● **PROMPT A**:
Translate into Spanish this sentence from the passage on Wyoming high school football: "In theory, what happened to Tongue River in 1998 won’t happen with these larger regional conferences."
● **PROMPT B**:
Please revise the passage on Wyoming high school football from the words "That was one" through the words "in the state.", replacing "small conferences" with "undersized conferences".

2. The conferences are bigger. Competitive equity is not just tied to the regular season — there’s been a concerted effort to get “the best eight teams” into each playoff bracket. That means putting more teams into each conference to try to eliminate the possibility of an “undeserving” team with one upset to its name sneaking in to the playoffs, or having a second-place team in a small conference qualify for the playoffs even if it’s significantly worse than a third-place team in another conference that didn’t qualify. By far, the size of the conferences is the second-most important reason for increased travel, and it was directly spawned by competitive equity concerns.

For example, look at Tongue River’s 1998 season. The Eagles did not qualify for the playoffs, finishing 0-2 in the three-team Class 1A-Division I Northeast Conference. Meanwhile, Wright finished 1-1 in the Southeast Conference and qualified for the playoffs, despite losing to Tongue River 25-8 during the regular season. Of the six teams in the “East,” Tongue River was one of the four best but didn’t qualify for the playoffs for no other reason than its three-team conference was stronger than Wright’s three-team conference.

That was one of the drawbacks of small conferences — every once in a while, the conferences did not reflect an accurate dispersal of talent in the classification, and the best two (or four) teams in a conference qualified for the playoffs instead of the best eight in the state.

Consider this: Twenty years ago, the largest conferences in the state were six teams deep; some conferences were as small as three teams. In 2014, the SMALLEST conference in the state will be six teams; other conferences will be seven, eight, or in the case of Class 4A, 10 teams.

In theory, what happened to Tongue River in 1998 won’t happen with these larger regional conferences.

This is a small piece of a larger trend in Wyoming high school sports — the move from districts to regions. Just as other sports (specifically basketball and volleyball, and to a lesser extent track) changed from (northeast, southeast, southeast or southwest) district to (east or west) regional events starting in the late 1990s, football has moved from small district conferences of three to five schools to large regional conferences of six, seven or eight schools. The main reason why this has happened is simple: getting “the best eight” to state and competitive equity at the state tournament.

3. The regular season is longer. One of the biggest influences on Wyoming’s increased travel distances is its longer regular season. From 1993 to 2000, four of Wyoming’s five classifications had seven-game regular seasons (Class 3A had an eight-game regular season but a smaller playoff bracket). However, when the WHSAA took over football scheduling in 2001, schools in all classifications voted to expand to an eight-game regular season. By 2009, Class 4A schedules were officially expanded to nine games. Of course, with more weeks to fill, schools had to stray farther from home to find opponents.

● **Recorded data**:
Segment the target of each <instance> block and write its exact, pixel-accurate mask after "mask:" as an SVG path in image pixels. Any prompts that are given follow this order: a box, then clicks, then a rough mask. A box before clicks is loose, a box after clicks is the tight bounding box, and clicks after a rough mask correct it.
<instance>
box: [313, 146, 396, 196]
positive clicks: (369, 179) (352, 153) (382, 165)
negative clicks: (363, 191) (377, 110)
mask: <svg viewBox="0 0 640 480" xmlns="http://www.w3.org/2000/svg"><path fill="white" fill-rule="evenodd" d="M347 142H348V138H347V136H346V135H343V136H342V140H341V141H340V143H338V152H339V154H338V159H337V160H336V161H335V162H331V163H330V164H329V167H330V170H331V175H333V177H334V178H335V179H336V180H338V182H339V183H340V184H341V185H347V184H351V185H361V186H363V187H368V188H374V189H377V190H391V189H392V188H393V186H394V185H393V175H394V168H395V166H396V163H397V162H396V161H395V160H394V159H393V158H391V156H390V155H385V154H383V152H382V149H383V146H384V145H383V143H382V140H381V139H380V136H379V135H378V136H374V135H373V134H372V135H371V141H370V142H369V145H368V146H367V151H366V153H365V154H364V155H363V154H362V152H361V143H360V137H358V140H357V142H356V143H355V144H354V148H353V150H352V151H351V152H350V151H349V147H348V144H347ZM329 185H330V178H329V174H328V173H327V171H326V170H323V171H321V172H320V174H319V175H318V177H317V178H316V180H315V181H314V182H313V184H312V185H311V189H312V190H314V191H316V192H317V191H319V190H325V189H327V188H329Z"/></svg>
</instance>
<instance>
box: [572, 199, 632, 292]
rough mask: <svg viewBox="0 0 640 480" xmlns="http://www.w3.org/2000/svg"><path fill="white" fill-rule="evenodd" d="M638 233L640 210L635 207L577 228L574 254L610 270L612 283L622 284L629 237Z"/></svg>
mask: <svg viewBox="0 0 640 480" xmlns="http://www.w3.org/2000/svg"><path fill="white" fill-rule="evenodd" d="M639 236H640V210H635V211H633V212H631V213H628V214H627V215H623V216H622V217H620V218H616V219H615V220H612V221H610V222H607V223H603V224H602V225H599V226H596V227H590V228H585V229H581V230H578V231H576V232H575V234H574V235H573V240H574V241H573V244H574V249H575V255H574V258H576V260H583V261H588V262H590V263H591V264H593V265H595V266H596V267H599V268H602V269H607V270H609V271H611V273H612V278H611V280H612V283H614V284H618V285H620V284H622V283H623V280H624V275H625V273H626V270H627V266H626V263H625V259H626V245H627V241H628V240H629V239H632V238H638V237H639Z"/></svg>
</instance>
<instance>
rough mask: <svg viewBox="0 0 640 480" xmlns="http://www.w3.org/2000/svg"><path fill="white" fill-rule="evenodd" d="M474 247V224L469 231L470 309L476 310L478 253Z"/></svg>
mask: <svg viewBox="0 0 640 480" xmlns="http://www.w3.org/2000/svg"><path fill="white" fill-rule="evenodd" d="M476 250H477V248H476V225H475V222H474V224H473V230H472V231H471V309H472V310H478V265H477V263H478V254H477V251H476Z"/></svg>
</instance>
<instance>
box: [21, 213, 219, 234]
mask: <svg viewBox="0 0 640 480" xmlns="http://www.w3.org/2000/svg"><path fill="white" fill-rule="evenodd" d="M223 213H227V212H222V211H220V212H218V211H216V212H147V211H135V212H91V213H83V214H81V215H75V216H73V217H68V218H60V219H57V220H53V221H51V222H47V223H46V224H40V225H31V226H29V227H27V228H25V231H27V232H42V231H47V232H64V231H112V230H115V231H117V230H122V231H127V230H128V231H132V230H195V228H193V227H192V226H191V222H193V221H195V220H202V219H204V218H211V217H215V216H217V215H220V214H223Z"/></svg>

● **WRITTEN RESPONSE A**:
En teoría, lo que le sucedió a Tongue River en 1998 no sucederá con estas conferencias regionales más grandes.

● **WRITTEN RESPONSE B**:
That was one of the drawbacks of undersized conferences — every once in a while, the conferences did not reflect an accurate dispersal of talent in the classification, and the best two (or four) teams in a conference qualified for the playoffs instead of the best eight in the state.